**SELECTION:**
--- start ---

How to use regular expressions do reverse search?
Asked Answered
T

4

16

For example:
My string is: 123456789 nn nn oo nn nn mlm nn203.
My target is: nn.

Then, I match string from the end to the beginning and return the first match result and its postion.
In this examlpe, the result is nn start in [-5] end in [-3].
I wrote the simple funcitonto do this process, but how to use regular expressions to do this job?

Tenerife answered 12/5, 2013 at 17:13 Comment(1)
Hm, if the search term was 'na', would you like it to match forward or reverse in the string (ie match man or name)?Anjanette
L
22

For the string itself, just do a findall and use the last one:

import re

st='123456 nn1 nn2 nn3 nn4 mlm nn5 mlm'
 
print(re.findall(r'(nn\d+)',st)[-1])

Prints nn5

You can also do the same thing using finditer which makes it easier finding the relevant indexes:

print([(m.group(),m.start(),m.end()) for m in re.finditer(r'(nn\d+)',st)][-1])

Prints ('nn5', 27, 30)


If you have a lot of matches and you only want the last, sometimes it makes sense to simply reverse the string and pattern:

m=re.search(r'(\d+nn)',st[::-1])
offset=m.start(1)
print(st[-m.start(1)-len(m.group(1)):-m.start(1)])

Or, modify your pattern into something that only the last match could possible satisfy:

# since fixed width, you can use a lookbehind:
m=re.search(r'(...(?<=nn\d)(?!.*nn\d))',st)
if m: print(m.group(1))

--- end ---

**PROVIDED MATERIAL:**
--- start ---

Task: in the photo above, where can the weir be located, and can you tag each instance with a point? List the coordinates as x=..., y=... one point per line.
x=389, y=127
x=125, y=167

--- end ---

**WHAT THE TASK ASKS:** Condense the thread's paragraph that begins "If you have a lot of matches" into one shorter sentence that keeps its main facts.

**RESPONSE TO THIS TASK:** When there are many matches and only the last is needed, reversing both the string and the pattern can be the simplest approach.